КОРОТКАЯ ЗАДАЧА 1:
Пожалуйста, перепишите слово в слово часть отрывка об инструментовке «Игрока»: начните со слов «После концерта ИРМО» и закончите словами «затянулась эта инструментовка.».

ПРЕДЛОЖЕННЫЙ ОТРЫВОК:
--
Выбрать главу

После концерта ИРМО и шахматного турнира (как ни так, а всё же событие), я принялся за окончание четвёртого акта. Была последняя трудность - одолеть инструментовку «объятий», и с этим пришлось повозиться, а затем был лёгкий и быстрый кончик, и двадцать второго января инструментовка «Игрока» была закончена. Уф! Такая тяжесть с плеч! Крайне затянулась эта инструментовка.

Ведь третий акт был готов ещё в сентябре. Четвёртый акт будет интересен и в нём новые звучности.
--
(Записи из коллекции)
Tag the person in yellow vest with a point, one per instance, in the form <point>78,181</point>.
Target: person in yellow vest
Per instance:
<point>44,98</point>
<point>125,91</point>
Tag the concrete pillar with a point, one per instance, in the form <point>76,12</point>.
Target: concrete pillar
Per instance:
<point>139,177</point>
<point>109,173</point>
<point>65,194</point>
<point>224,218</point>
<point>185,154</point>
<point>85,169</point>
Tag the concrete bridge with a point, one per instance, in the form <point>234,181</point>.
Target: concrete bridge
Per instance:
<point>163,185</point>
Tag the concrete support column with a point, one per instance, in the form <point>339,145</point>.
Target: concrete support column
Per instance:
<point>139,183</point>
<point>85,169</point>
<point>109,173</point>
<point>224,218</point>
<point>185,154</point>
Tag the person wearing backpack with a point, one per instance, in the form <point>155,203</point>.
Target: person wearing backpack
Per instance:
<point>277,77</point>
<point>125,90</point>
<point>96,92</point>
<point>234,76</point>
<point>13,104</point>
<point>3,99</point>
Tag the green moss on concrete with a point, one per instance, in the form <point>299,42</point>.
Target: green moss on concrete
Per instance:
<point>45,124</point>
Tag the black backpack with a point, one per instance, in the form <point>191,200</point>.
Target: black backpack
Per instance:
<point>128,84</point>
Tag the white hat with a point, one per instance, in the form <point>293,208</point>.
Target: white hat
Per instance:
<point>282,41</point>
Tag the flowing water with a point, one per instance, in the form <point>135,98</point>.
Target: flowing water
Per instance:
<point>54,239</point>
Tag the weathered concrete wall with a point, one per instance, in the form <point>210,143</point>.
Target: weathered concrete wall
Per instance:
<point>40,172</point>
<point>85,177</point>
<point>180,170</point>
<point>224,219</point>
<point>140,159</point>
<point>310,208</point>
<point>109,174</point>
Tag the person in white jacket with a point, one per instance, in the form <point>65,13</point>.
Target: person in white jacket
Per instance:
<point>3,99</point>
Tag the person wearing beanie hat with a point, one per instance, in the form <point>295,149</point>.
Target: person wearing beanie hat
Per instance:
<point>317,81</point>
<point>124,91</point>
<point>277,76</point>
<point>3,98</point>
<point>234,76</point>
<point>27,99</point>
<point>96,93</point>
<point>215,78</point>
--
КОРОТКАЯ ЗАДАЧА 2:
Повторите дословно фрагмент строк, идущих выше вслед за отрывком: начните со строки, где есть «Tag the person wearing beanie», и остановитесь после самой последней из этих строк.

ПИСЬМЕННЫЙ ОТВЕТ 1:
После концерта ИРМО и шахматного турнира (как ни так, а всё же событие), я принялся за окончание четвёртого акта. Была последняя трудность - одолеть инструментовку «объятий», и с этим пришлось повозиться, а затем был лёгкий и быстрый кончик, и двадцать второго января инструментовка «Игрока» была закончена. Уф! Такая тяжесть с плеч! Крайне затянулась эта инструментовка.

ПИСЬМЕННЫЙ ОТВЕТ 2:
Tag the person wearing beanie hat with a point, one per instance, in the form <point>295,149</point>.
Target: person wearing beanie hat
Per instance:
<point>317,81</point>
<point>124,91</point>
<point>277,76</point>
<point>3,98</point>
<point>234,76</point>
<point>27,99</point>
<point>96,93</point>
<point>215,78</point>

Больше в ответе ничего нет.